===== Input for this task =====

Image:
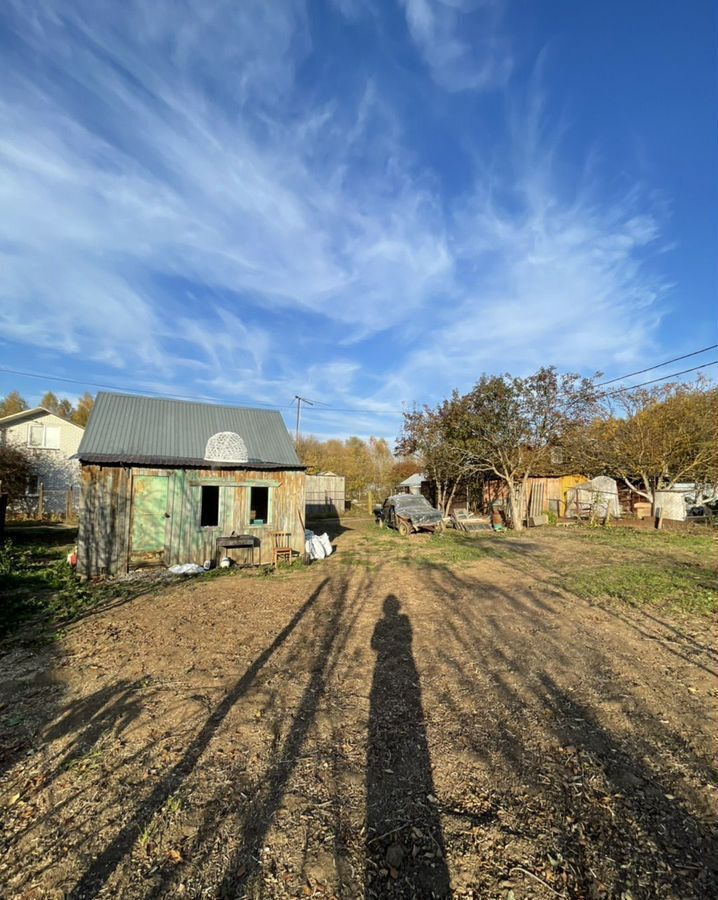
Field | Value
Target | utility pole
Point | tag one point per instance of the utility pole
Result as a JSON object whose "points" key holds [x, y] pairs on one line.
{"points": [[300, 400]]}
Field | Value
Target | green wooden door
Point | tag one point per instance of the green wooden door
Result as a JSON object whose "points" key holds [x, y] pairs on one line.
{"points": [[149, 514]]}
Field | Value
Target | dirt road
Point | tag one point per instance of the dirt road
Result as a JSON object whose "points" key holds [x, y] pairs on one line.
{"points": [[375, 725]]}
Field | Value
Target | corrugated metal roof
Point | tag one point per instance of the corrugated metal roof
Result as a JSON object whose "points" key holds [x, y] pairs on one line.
{"points": [[125, 428]]}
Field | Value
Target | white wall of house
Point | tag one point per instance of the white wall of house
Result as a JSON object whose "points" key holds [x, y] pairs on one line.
{"points": [[50, 442]]}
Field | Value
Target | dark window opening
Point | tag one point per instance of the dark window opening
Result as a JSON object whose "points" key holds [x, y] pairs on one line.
{"points": [[258, 506], [209, 513]]}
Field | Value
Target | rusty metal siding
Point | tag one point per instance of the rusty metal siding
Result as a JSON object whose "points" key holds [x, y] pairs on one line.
{"points": [[103, 527], [104, 543]]}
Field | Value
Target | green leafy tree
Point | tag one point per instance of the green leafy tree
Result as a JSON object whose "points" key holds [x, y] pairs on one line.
{"points": [[12, 404], [436, 436]]}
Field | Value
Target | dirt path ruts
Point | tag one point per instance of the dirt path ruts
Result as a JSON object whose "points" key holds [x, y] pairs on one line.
{"points": [[385, 730]]}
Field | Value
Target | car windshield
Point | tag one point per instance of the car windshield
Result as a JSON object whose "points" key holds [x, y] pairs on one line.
{"points": [[411, 503]]}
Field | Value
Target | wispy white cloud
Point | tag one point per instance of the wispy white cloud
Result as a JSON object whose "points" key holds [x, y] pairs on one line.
{"points": [[178, 205], [459, 58]]}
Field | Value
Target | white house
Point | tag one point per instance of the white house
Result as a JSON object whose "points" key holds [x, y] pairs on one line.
{"points": [[51, 442]]}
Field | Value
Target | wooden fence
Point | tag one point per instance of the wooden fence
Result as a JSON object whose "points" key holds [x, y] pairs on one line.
{"points": [[325, 496]]}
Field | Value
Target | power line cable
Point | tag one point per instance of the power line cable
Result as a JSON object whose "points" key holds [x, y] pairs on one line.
{"points": [[115, 387], [658, 365], [325, 408], [631, 387]]}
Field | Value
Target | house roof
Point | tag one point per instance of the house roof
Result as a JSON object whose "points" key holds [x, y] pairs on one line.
{"points": [[148, 431], [33, 413], [24, 413]]}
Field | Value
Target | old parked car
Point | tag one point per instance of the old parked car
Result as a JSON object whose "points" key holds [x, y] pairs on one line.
{"points": [[409, 513]]}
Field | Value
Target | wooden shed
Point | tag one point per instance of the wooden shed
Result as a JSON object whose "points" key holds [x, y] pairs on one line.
{"points": [[167, 482]]}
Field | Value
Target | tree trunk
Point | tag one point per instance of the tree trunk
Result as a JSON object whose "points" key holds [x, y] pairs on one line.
{"points": [[515, 507]]}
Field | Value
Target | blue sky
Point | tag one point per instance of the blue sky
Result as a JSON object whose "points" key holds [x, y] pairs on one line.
{"points": [[365, 203]]}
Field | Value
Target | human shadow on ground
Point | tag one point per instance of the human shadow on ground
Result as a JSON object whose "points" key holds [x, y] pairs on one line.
{"points": [[405, 850]]}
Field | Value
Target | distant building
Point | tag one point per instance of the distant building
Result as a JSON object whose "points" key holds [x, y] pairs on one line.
{"points": [[325, 495], [412, 484], [51, 442]]}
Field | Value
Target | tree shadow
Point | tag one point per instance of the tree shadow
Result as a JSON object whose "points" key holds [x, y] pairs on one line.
{"points": [[103, 866], [405, 846]]}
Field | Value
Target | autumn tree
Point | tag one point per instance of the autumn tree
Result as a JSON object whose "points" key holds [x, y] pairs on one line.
{"points": [[654, 438], [435, 436], [12, 404], [511, 428], [404, 468], [365, 464], [82, 410]]}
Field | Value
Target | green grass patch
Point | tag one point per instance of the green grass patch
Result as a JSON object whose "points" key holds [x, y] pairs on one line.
{"points": [[36, 581], [688, 542], [682, 586]]}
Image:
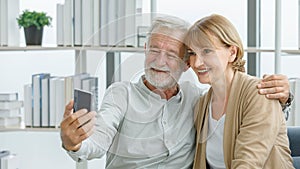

=====

Report how many lines of the data above contain the string "rusty". Give only the number.

2